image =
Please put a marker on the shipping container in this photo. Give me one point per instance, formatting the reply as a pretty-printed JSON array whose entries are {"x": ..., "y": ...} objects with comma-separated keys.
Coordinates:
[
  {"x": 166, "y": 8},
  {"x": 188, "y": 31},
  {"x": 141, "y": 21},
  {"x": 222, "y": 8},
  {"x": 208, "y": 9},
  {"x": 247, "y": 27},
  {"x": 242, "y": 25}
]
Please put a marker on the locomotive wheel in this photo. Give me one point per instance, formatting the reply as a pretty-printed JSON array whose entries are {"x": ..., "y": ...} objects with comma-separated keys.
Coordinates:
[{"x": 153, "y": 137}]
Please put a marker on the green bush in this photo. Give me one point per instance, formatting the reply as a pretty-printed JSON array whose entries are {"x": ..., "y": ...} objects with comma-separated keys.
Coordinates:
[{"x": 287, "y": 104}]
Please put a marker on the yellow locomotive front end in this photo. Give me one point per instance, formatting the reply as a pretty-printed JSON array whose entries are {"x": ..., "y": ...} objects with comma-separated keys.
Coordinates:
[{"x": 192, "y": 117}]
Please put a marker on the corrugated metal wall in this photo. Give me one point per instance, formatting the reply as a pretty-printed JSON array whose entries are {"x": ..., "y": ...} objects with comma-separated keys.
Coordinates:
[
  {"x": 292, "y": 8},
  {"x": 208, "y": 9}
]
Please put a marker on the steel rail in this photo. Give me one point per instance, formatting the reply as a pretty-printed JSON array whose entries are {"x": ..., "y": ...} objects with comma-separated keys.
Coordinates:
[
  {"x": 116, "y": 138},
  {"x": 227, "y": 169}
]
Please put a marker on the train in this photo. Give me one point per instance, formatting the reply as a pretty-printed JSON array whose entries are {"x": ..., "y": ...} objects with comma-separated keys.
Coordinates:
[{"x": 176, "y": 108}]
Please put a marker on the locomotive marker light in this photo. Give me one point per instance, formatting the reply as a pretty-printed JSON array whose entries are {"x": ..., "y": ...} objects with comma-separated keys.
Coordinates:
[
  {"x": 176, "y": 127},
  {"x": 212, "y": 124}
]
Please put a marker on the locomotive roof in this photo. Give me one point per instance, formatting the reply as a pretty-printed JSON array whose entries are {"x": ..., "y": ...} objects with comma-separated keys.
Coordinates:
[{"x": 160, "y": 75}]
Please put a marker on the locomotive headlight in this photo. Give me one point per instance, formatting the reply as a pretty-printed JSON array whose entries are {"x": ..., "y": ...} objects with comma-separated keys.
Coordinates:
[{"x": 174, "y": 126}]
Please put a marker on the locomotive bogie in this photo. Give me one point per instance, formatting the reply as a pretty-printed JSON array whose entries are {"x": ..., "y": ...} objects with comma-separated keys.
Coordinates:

┄┄┄┄┄┄

Copy out the part of the listing above that opens with the line containing "Please put a marker on the locomotive marker" and runs through the end of the listing, keeping every line word for word.

#### [EXERCISE RESULT]
Please put a marker on the locomotive marker light in this photo. Give me one point per instance, formatting the reply as a pretty-printed JSON array whose entries are {"x": ..., "y": ...} objects with comma-separated keys.
Coordinates:
[
  {"x": 176, "y": 127},
  {"x": 212, "y": 124}
]
Please put a marker on the locomotive roof in this photo. Give me one point per instance, formatting the reply as a pretty-printed JSON array whose entries are {"x": ..., "y": ...} objects with comma-separated keys.
Coordinates:
[{"x": 160, "y": 75}]
Please put a marker on the locomotive headlight in this photo. Give me one point per instance, formatting the reply as a pretty-printed JSON array whose entries are {"x": ..., "y": ...} objects with comma-separated keys.
Coordinates:
[{"x": 174, "y": 126}]
Please put a marker on the locomotive bogie in this photo. Give me one point per instance, formatting the reply as a pretty-printed JSON array whose entries are {"x": ..., "y": ...} objects with comma-separated keys.
Coordinates:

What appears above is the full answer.